-------- Text for analysis

Single cells traveling through the liver of a mouse are highlighted by a new imaging technique developed in Mikhail Shapiro's lab.
Credit: Caltech/Daniel Sawyer, Shapiro Lab
"In comparison to previous work on gas vesicles, this paper allows us to see much smaller quantities of these gas vesicles," says Daniel Sawyer (PhD '21), lead author and former bioengineering PhD student in Shapiro's lab. "This is like going from a satellite that can see the lights of a small town to one that can see the light from a single lamppost."
Their improvements represent an increase of more than 1000-fold in sensitivity over the previous technique they had been using for imaging cells carrying the acoustic reporter genes. The difference lies in the ultrasound they use and how the gas vesicles respond to it.
Whereas the previous imaging technique relied on the vesicles ringing like a bell that has been struck, the new technique uses stronger ultrasound that "pops" the vesicles like a balloon.
"The vesicles produce a very strong signal in that moment," Shapiro says. "Then the vesicles break and stop making a signal. We're looking for the little blip."
That blip is so clear that it can easily be detected by the researchers, even amid all the background noise produced by ultrasound penetrating through tissue. Shapiro says recent work on engineered strains of injectable bacteria that attack cancer cells, or "tumor-homing" bacteria, creates a need for better ways to track these cells to see where in the body they land. The researchers showed that when the bacteria were also engineered to carry the gas-vesicle gene, it was possible to track individual bacterial cells as they entered and traveled through the liver after being injected into the bloodstream.
Sawyer says this level of sensitivity is necessary if researchers want to use ultrasound for studying the composition of the gut microbiome, which, when disrupted, can influence conditions like Alzheimer's disease and autism.
"There are so many species of bacteria in your gut, and some are so rare that you need something sensitive enough to see just the few of them deep inside the body," he says.
Does popping the vesicles inside cells harm the cells? No, not really.

----------------
-------- Entries shown

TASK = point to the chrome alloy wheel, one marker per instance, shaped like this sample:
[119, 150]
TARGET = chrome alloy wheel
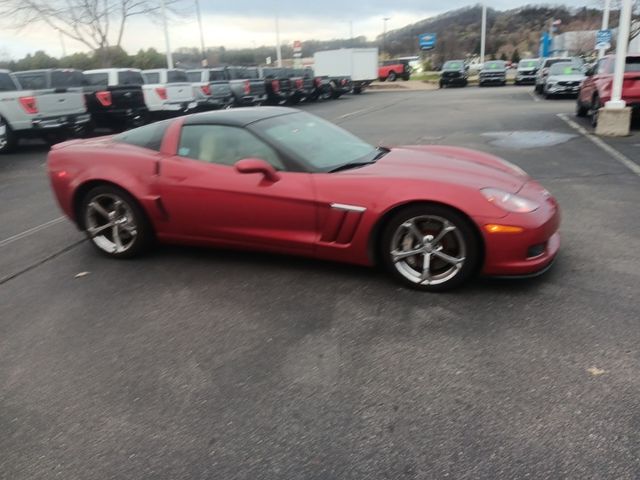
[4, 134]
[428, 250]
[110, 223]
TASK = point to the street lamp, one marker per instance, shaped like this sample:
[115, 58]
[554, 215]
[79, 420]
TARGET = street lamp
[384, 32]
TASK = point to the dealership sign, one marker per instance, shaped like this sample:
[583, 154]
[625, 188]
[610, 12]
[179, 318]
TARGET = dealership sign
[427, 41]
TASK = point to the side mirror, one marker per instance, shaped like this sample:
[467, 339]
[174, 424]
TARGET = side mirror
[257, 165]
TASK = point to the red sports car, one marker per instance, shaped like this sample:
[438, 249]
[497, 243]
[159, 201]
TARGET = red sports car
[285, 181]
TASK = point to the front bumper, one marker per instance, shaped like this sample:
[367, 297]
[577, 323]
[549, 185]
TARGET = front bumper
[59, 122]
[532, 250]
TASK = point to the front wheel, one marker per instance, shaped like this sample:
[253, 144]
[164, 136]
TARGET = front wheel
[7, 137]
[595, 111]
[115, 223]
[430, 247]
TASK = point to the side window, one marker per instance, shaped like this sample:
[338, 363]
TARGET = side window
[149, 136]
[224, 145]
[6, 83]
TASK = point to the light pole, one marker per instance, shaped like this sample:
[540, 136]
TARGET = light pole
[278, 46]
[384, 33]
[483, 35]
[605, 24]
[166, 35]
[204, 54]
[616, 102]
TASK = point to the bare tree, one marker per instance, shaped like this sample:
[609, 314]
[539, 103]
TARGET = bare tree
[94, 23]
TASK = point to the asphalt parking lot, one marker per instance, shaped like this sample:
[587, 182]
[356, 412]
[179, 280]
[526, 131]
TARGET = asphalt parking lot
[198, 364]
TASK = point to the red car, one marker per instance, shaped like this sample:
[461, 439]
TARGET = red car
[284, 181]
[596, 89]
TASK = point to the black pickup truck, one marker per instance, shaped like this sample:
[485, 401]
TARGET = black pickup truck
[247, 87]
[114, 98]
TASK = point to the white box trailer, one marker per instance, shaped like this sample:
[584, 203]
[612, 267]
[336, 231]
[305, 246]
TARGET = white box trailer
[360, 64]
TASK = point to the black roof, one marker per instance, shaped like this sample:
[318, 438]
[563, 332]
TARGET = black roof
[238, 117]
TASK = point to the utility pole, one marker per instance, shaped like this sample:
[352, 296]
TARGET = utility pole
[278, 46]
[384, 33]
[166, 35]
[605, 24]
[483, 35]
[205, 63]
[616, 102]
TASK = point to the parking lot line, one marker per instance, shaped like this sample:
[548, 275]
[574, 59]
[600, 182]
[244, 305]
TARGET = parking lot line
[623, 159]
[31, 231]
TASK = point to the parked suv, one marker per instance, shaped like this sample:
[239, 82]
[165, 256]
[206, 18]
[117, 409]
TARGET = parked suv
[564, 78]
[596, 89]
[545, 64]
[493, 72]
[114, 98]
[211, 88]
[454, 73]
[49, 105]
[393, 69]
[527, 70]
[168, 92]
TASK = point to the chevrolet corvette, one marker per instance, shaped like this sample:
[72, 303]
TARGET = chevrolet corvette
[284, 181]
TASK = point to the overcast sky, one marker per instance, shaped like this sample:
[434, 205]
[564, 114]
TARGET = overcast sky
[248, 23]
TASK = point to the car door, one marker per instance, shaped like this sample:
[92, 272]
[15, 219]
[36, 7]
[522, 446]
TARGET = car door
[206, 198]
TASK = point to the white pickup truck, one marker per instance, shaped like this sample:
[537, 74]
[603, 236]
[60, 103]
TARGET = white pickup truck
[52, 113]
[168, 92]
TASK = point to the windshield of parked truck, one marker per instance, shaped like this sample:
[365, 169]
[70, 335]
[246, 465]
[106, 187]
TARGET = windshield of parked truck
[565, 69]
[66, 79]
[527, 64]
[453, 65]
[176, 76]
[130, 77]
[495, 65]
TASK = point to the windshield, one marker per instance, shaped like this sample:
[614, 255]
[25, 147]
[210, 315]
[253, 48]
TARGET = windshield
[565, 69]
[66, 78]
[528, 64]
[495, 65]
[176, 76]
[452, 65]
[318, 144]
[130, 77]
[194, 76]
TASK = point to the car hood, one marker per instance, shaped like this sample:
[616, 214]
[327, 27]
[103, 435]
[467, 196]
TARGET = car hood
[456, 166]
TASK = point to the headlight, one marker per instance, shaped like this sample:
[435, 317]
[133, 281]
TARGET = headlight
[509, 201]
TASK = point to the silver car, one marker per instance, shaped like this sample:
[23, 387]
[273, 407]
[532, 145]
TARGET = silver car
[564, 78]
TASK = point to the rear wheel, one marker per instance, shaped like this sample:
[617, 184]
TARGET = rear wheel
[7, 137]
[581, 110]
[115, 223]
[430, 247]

----------------
-------- Entries shown

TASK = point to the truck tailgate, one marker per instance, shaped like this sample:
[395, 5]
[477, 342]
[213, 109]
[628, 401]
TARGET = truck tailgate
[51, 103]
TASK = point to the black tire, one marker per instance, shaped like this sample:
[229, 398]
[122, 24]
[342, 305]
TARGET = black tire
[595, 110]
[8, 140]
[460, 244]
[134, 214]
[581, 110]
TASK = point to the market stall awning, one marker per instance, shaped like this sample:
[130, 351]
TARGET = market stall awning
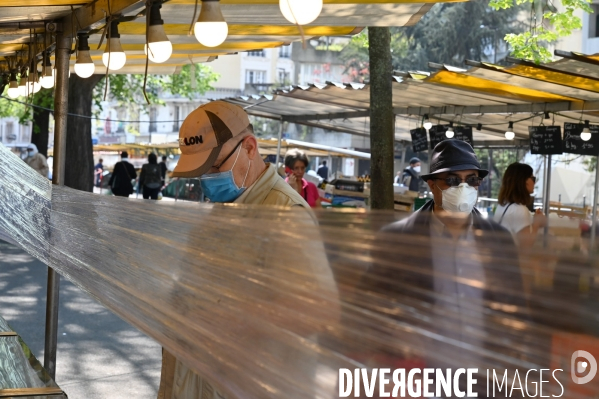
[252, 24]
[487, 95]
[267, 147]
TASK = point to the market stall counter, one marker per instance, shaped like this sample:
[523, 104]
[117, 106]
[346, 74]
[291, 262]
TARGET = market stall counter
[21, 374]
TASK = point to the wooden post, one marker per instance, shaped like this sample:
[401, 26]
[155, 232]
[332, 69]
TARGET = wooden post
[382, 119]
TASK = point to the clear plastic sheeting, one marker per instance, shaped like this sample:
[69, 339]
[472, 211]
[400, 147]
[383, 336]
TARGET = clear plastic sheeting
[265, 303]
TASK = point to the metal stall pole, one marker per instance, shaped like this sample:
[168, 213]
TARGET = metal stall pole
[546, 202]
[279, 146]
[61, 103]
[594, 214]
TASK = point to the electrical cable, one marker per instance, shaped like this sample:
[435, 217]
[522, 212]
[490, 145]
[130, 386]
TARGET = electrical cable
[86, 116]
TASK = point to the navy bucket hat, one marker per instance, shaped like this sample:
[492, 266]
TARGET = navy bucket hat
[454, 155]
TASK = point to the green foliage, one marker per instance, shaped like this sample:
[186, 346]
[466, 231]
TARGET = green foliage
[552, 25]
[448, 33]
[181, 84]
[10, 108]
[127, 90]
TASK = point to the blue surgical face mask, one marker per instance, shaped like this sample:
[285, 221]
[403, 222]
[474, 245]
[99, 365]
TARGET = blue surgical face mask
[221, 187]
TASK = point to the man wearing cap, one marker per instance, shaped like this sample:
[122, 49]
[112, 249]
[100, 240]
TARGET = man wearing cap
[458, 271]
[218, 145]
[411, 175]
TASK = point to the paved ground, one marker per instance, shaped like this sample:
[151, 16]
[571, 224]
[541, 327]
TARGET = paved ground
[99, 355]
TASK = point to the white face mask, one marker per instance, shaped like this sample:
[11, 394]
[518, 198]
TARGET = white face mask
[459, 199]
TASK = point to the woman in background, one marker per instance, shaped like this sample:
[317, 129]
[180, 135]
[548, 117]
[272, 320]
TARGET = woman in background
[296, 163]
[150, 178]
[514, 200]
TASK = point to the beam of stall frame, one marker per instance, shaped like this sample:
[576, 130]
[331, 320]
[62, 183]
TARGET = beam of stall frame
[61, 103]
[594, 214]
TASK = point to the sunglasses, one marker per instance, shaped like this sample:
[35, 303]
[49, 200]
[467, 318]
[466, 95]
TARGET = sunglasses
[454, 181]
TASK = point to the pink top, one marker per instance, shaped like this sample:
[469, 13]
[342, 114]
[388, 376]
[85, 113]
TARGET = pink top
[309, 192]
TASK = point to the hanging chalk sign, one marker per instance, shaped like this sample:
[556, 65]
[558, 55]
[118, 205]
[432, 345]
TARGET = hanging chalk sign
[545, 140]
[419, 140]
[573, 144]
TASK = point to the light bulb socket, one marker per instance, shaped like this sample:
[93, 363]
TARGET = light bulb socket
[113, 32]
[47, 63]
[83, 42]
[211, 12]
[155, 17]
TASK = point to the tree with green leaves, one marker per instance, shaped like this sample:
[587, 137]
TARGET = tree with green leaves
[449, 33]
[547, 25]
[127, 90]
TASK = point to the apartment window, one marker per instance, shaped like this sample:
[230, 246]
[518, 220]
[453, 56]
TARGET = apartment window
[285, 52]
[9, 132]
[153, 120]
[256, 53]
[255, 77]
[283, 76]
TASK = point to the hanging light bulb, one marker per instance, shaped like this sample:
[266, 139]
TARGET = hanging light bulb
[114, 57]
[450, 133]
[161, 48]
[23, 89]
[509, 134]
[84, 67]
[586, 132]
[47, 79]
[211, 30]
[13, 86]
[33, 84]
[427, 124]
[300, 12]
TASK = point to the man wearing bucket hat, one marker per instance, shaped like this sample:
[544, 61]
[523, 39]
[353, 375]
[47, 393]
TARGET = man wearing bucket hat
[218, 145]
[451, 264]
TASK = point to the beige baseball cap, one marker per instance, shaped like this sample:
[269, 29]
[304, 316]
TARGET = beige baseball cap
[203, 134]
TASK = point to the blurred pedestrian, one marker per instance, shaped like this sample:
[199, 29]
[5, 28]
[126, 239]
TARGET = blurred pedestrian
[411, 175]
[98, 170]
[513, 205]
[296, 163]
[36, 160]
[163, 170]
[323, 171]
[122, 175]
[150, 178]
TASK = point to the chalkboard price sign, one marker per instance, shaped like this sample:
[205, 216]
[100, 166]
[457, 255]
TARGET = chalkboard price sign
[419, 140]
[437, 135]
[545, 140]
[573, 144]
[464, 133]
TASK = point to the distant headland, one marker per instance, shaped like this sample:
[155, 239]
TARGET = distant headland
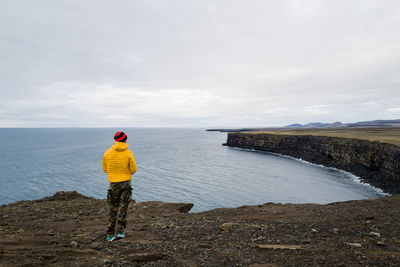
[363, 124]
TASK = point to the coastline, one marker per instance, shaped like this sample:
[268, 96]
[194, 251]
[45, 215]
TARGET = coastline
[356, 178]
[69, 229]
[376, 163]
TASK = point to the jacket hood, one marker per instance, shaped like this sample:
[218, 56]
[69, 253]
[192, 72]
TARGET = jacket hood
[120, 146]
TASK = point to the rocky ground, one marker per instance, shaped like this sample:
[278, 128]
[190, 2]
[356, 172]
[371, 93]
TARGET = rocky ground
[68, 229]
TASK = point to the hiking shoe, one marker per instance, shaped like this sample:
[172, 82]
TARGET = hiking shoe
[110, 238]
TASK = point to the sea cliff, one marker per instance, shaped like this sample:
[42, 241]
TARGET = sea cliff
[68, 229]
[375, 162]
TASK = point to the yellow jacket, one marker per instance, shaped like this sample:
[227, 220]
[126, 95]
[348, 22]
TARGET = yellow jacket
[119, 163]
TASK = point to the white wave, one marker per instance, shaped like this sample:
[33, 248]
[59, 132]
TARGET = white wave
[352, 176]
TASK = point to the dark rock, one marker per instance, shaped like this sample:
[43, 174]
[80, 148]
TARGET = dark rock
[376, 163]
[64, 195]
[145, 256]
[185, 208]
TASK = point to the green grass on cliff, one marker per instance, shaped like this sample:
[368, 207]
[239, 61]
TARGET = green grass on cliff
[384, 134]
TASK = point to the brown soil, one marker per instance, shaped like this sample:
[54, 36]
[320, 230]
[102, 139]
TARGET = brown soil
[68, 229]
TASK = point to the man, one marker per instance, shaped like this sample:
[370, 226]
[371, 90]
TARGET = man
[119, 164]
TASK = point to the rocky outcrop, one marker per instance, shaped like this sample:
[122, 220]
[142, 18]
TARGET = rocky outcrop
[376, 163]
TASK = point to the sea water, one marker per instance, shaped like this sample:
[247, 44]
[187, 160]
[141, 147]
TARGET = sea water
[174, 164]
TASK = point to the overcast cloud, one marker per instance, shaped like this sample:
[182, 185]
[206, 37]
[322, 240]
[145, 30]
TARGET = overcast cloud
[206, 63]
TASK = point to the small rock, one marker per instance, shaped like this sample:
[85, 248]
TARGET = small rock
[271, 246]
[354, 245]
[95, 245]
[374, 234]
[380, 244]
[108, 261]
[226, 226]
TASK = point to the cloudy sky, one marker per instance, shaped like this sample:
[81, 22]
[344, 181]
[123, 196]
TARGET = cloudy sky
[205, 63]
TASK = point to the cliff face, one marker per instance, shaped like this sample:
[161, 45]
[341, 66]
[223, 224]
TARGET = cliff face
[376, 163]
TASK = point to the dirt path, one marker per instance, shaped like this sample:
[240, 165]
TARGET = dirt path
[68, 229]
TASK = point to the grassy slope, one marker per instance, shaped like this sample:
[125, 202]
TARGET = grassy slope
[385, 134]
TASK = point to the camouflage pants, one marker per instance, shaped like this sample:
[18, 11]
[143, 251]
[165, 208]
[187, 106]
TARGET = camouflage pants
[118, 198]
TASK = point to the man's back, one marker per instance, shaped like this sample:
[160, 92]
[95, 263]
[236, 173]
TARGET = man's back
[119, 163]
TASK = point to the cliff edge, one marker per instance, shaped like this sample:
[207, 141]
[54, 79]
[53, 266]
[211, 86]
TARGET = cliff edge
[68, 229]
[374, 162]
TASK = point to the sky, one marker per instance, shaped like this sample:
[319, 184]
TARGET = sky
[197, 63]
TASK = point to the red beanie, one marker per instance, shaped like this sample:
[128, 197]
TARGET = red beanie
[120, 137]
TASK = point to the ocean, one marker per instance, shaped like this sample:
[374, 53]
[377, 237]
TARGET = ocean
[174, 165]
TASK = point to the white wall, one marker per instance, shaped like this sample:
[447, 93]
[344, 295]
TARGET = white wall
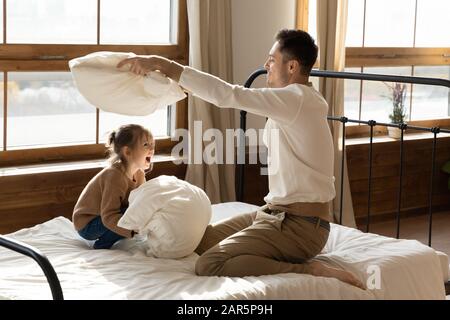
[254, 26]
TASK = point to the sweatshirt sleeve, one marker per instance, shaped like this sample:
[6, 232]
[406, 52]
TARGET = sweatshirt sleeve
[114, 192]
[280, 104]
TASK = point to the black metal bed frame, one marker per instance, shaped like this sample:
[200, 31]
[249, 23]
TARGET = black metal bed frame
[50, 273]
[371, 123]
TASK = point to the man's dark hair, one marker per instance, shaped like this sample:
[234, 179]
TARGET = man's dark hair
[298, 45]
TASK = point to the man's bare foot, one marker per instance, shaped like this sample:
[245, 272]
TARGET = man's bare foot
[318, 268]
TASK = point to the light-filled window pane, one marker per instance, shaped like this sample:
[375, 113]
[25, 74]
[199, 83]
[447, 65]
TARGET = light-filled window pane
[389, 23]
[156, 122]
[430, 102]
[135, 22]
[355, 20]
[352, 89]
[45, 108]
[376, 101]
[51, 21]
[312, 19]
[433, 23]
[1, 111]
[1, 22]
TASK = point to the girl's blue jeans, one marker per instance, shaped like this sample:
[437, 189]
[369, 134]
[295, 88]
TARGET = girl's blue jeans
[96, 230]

----------------

-- Task instructions --
A) According to the ultrasound imaging text, by how much did the new technique increase sensitivity over the previous one?
B) Resume the text about ultrasound imaging of gas vesicles, writing on from its last sentence.
The items have nothing to do with what is asked of you here.

-- Answers for the exercise --
A) More than 1000-fold.

B)
"The short answer is no, and the long answer is no in most practical cases," Sawyer says. "There are some cases where single bacterial cells that are very small and have a very large amount of these gas vesicles are harmed, but it doesn't make much of a difference to the bacterial population if a few of them become less viable. And in mammalian cells, we saw no negative effect."
Shapiro and Sawyer are pursuing two paths for their research going forward. One path will build on what the researchers have already developed to create more advanced imaging techniques. That will involve engineering and testing new kinds of vesicles that have different properties, such as vesicles that pop more easily, or vesicles that are more robust, or smaller vesicles that can fit into places that larger vesicles cannot. The other path is finding practical applications for the technology they have developed, Sawyer says.
"In the optical microscopy field, there was this co-evolution of optical probes and microscopy methods with techniques like two-photon microscopy and light-sheet microscopy [both are types of fluorescent microscopy]," Shapiro says. "Danny's paper is part of the development of the ultrasound analogue of those imaging techniques."
The paper describing their research, titled, "Ultrasensitive ultrasound imaging of gene expression with signal unmixing," appears in the August 6 issue of the journal Nature Methods. Co-authors include Avinoam Bar Zion, visitor in chemical engineering; Arash Farhadi (PhD '20); bioengineering graduate student Shirin Shivaei; chemical engineering graduate student Bill Ling; and Audrey Lee-Gosselin, formerly of Caltech.
Funding for the research was provided by the National Institutes of Health.